(Location identification items)
++++++++++++++++++++
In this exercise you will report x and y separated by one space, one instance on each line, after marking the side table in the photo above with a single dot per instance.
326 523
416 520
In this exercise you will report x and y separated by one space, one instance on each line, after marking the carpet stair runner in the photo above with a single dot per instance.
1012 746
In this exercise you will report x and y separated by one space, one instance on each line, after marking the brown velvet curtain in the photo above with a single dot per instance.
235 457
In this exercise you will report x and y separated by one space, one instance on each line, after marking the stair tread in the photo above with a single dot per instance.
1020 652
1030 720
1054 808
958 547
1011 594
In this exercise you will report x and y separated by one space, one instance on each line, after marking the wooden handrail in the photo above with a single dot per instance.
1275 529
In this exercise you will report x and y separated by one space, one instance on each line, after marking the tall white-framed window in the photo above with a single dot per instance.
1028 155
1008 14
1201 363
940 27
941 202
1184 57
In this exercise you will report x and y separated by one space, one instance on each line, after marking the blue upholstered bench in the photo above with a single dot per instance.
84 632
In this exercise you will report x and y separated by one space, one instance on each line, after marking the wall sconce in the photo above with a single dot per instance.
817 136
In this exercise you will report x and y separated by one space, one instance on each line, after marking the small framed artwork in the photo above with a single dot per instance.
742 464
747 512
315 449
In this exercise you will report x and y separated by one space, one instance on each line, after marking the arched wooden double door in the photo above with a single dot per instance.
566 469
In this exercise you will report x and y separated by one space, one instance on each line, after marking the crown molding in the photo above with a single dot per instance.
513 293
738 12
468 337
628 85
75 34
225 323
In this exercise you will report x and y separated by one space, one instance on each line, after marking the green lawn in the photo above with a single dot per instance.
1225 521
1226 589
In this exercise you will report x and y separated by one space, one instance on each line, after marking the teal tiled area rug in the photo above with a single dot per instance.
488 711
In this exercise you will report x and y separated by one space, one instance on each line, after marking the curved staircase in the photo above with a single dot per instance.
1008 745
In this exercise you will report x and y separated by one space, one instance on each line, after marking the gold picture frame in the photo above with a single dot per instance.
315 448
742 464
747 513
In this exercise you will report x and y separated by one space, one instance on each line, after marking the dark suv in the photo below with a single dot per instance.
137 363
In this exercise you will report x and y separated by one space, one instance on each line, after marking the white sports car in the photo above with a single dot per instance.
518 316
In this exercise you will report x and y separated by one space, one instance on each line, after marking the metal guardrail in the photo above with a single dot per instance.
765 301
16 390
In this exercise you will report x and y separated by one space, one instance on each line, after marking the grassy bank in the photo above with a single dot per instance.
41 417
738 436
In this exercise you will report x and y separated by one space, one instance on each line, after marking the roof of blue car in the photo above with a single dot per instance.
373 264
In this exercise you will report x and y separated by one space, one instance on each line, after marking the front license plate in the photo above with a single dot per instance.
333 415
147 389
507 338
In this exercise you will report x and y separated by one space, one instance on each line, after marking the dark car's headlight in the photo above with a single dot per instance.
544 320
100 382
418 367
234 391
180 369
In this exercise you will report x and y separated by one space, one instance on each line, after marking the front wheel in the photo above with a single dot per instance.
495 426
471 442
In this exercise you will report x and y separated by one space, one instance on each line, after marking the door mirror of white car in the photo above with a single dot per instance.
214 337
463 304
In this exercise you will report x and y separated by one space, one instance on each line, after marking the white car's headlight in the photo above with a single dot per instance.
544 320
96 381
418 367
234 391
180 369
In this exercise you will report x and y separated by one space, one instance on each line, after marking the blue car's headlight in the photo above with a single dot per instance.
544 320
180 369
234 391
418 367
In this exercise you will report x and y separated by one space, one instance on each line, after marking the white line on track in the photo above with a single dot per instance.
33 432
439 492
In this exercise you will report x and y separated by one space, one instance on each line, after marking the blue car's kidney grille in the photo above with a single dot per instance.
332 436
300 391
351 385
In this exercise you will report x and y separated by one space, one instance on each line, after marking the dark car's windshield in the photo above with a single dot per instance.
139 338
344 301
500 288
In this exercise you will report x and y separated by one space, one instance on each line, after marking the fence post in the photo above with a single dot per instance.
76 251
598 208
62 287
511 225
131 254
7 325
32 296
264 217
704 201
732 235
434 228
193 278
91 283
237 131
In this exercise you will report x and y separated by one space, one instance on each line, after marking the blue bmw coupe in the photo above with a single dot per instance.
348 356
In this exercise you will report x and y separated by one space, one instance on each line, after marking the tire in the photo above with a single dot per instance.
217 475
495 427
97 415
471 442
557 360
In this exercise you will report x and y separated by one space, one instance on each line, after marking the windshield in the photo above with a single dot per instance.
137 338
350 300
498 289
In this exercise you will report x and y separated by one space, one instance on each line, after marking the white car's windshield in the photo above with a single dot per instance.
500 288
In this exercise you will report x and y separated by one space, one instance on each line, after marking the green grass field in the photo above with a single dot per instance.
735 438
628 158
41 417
++++++++++++++++++++
■ **TO BE DONE**
From the line that contains "marking the tire" to the last line of the material above, repeat every line exactly, keeping both the first and the last.

■ **THE ANSWER**
In this exercise you will report x and y separated by one space, one instance on each line, after marking the tire in the photo above with a single dot per instance.
217 475
495 427
97 415
471 442
557 360
In this exercise you will report x and y separated by one space, one instance on each line, after marking the windshield in the photo above with a single dot per instance.
137 338
350 300
498 289
In this exercise you will report x and y separated by one space, one instance on each line, after marking the white car's windshield in the photo above with a single dot per instance.
500 288
In this exercise you will report x and y separated by one space, one instance on each line, after marking the green grass field in the photo above with a single dot per instance.
735 438
628 158
41 417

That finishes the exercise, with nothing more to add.